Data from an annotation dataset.
******************************

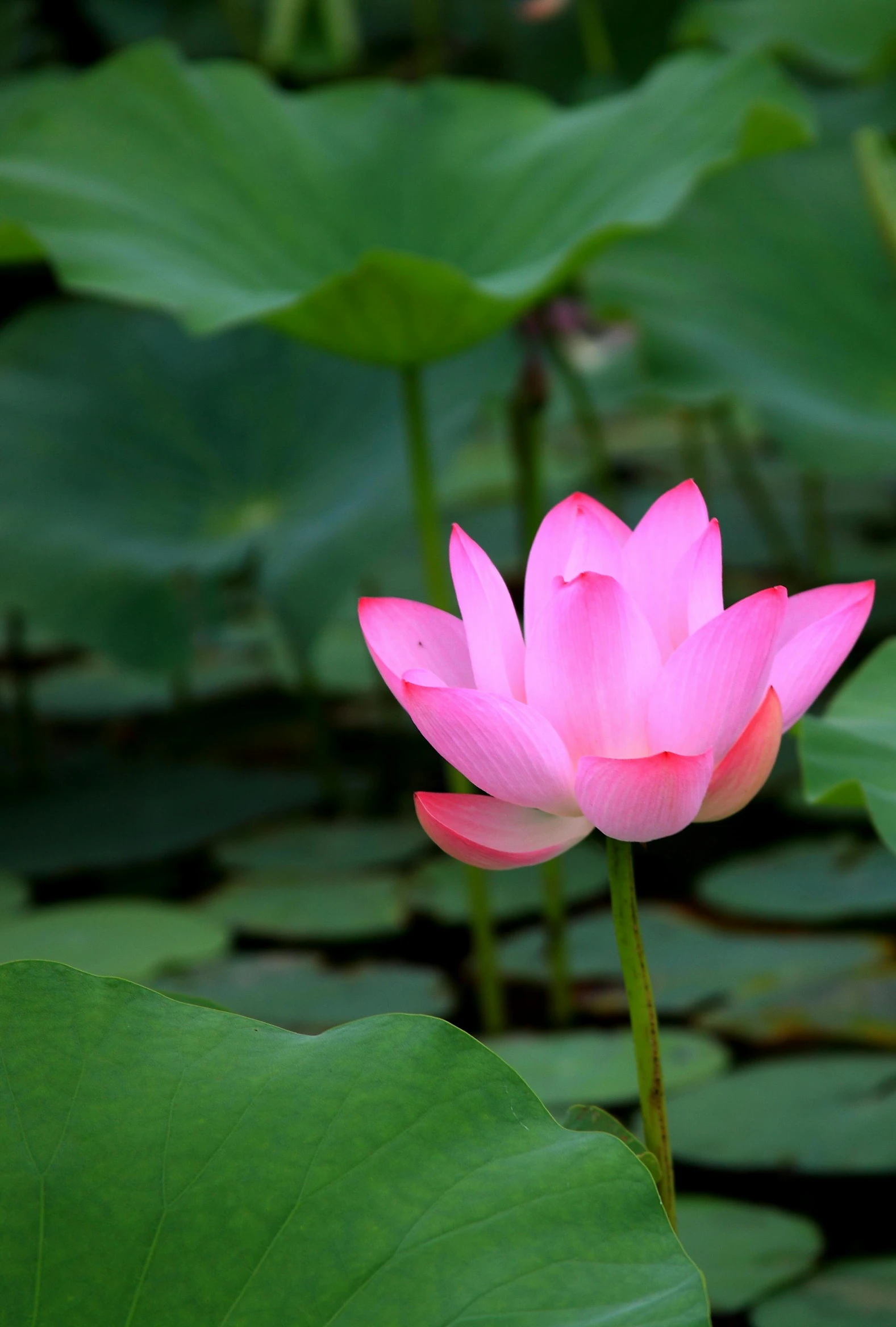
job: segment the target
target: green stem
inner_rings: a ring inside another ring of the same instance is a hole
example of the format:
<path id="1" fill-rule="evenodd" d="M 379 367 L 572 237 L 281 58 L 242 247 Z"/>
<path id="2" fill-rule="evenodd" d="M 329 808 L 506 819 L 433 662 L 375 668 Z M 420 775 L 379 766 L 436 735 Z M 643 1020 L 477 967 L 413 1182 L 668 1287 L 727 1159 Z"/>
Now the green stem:
<path id="1" fill-rule="evenodd" d="M 450 764 L 445 767 L 445 776 L 451 792 L 470 791 L 469 782 Z M 467 906 L 470 909 L 470 929 L 473 932 L 473 961 L 475 966 L 479 1018 L 483 1031 L 491 1035 L 494 1032 L 503 1032 L 506 1028 L 507 1010 L 504 1003 L 504 985 L 500 979 L 500 967 L 498 965 L 495 928 L 491 917 L 488 876 L 479 867 L 465 865 L 463 880 L 467 890 Z"/>
<path id="2" fill-rule="evenodd" d="M 676 1185 L 672 1170 L 672 1148 L 666 1123 L 666 1099 L 662 1089 L 662 1060 L 660 1056 L 660 1024 L 653 1003 L 650 974 L 644 954 L 641 926 L 635 894 L 635 868 L 631 843 L 607 840 L 609 867 L 609 894 L 613 908 L 616 945 L 623 963 L 623 981 L 628 997 L 628 1013 L 635 1040 L 637 1087 L 644 1117 L 644 1141 L 660 1164 L 660 1198 L 666 1216 L 676 1229 Z"/>
<path id="3" fill-rule="evenodd" d="M 803 527 L 806 549 L 816 581 L 827 581 L 834 575 L 831 529 L 827 519 L 827 483 L 818 471 L 803 471 L 800 476 L 803 500 Z"/>
<path id="4" fill-rule="evenodd" d="M 753 520 L 762 531 L 779 572 L 795 584 L 803 580 L 802 567 L 790 531 L 784 525 L 771 492 L 755 467 L 753 453 L 737 427 L 731 410 L 718 406 L 713 411 L 719 449 L 731 478 Z"/>
<path id="5" fill-rule="evenodd" d="M 542 867 L 542 898 L 547 930 L 548 971 L 551 974 L 551 1022 L 555 1027 L 564 1027 L 572 1014 L 572 998 L 569 994 L 569 953 L 561 857 L 554 857 Z"/>
<path id="6" fill-rule="evenodd" d="M 612 74 L 616 61 L 600 0 L 576 0 L 576 11 L 588 72 Z"/>
<path id="7" fill-rule="evenodd" d="M 588 451 L 591 487 L 601 502 L 605 502 L 608 507 L 616 511 L 619 506 L 619 488 L 613 479 L 604 421 L 600 418 L 597 407 L 591 398 L 588 384 L 567 354 L 563 344 L 556 337 L 548 337 L 547 344 L 554 368 L 563 384 L 564 391 L 569 397 L 572 413 L 576 418 L 576 427 Z"/>
<path id="8" fill-rule="evenodd" d="M 426 427 L 426 406 L 421 370 L 410 365 L 401 370 L 402 398 L 405 406 L 405 435 L 408 441 L 408 464 L 410 487 L 417 514 L 417 535 L 423 561 L 426 593 L 430 604 L 446 612 L 451 606 L 449 593 L 447 561 L 445 557 L 442 523 L 435 498 L 435 475 Z"/>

******************************

TASK GOAL.
Gather every line of the data above that contains the string "green", and copy each one. Treat uppercase and lowercase letters as distinct when matching.

PROBLEM SOLUTION.
target: green stem
Now the green stem:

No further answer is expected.